**Given problem**.
Count how many lines of the following entries contain the string "below", treating uppercase and lowercase as distinct. Reply with the number alone.

Location annotation dataset excerpts
╭──
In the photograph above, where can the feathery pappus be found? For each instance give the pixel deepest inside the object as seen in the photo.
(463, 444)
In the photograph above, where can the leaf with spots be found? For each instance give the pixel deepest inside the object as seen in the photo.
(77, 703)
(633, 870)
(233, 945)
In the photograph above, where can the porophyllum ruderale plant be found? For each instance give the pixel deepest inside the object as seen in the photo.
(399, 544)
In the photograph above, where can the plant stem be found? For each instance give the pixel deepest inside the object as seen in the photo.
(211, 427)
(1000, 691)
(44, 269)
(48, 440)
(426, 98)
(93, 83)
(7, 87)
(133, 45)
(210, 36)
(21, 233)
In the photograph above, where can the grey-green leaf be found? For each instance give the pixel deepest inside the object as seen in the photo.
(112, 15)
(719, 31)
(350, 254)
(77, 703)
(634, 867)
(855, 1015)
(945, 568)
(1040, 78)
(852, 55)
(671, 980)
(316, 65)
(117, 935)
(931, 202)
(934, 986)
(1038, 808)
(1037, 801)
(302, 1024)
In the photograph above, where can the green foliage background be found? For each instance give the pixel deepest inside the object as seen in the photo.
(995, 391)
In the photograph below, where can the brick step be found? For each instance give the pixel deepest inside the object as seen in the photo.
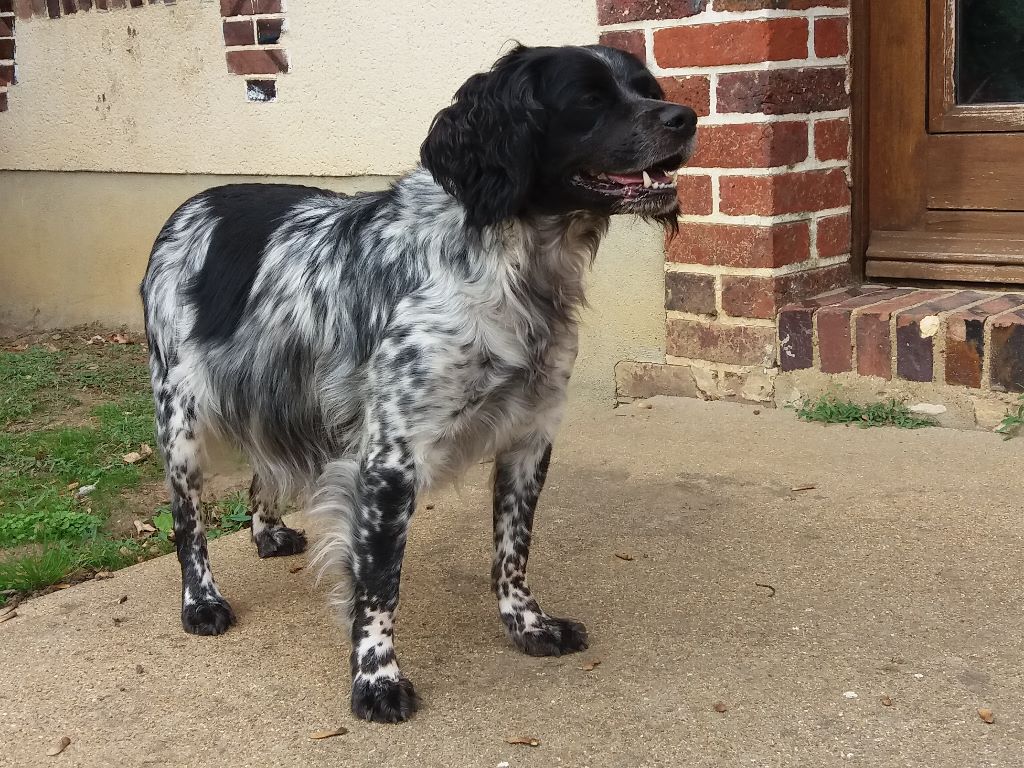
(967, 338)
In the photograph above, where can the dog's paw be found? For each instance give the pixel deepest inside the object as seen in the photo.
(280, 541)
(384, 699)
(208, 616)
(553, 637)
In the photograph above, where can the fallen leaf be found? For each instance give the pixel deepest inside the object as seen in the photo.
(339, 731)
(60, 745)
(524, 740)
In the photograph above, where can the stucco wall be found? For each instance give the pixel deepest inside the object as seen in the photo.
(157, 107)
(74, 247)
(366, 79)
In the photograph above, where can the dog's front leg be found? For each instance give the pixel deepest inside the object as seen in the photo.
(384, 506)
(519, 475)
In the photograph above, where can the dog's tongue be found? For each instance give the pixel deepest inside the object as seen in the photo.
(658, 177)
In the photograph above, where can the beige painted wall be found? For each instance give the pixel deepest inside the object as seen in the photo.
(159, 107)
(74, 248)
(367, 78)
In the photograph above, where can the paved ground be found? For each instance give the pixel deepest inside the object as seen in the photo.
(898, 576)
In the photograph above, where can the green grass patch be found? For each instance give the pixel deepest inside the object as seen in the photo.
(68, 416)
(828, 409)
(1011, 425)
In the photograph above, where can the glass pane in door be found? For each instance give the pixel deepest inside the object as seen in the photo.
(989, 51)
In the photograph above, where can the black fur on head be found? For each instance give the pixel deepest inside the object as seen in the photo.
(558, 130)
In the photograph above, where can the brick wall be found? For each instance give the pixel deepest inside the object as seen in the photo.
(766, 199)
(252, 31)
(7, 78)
╰──
╭──
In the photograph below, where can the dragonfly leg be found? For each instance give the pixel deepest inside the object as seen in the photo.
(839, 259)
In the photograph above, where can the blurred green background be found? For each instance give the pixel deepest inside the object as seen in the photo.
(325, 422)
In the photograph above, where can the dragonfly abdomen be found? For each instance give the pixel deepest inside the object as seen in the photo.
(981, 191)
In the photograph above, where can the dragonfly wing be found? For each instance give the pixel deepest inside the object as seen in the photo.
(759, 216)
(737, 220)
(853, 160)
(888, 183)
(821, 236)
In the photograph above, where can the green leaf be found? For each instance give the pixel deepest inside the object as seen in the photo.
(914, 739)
╰──
╭──
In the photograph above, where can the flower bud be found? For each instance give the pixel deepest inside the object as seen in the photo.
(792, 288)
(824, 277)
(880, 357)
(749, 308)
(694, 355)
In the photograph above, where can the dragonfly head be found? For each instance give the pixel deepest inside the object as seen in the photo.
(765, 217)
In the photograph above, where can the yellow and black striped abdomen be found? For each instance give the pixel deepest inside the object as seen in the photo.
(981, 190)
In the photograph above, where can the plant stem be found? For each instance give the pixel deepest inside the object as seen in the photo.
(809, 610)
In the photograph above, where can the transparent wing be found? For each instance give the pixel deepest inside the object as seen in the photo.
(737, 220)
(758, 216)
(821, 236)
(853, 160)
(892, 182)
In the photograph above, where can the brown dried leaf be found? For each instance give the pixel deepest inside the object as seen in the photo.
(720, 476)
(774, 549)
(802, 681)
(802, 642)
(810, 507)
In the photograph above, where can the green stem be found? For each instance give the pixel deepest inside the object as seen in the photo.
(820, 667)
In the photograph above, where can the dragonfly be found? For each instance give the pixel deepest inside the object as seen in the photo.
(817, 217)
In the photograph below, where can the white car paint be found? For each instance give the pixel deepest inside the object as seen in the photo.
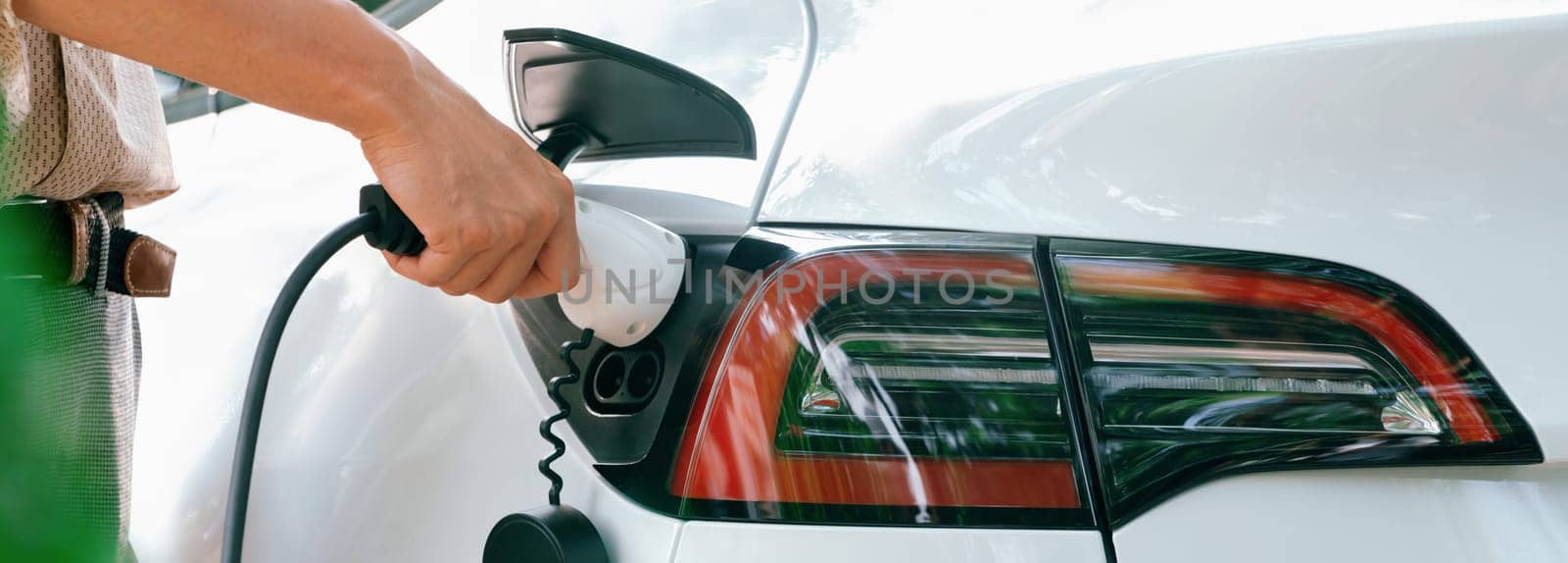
╰──
**Solution to this exercise**.
3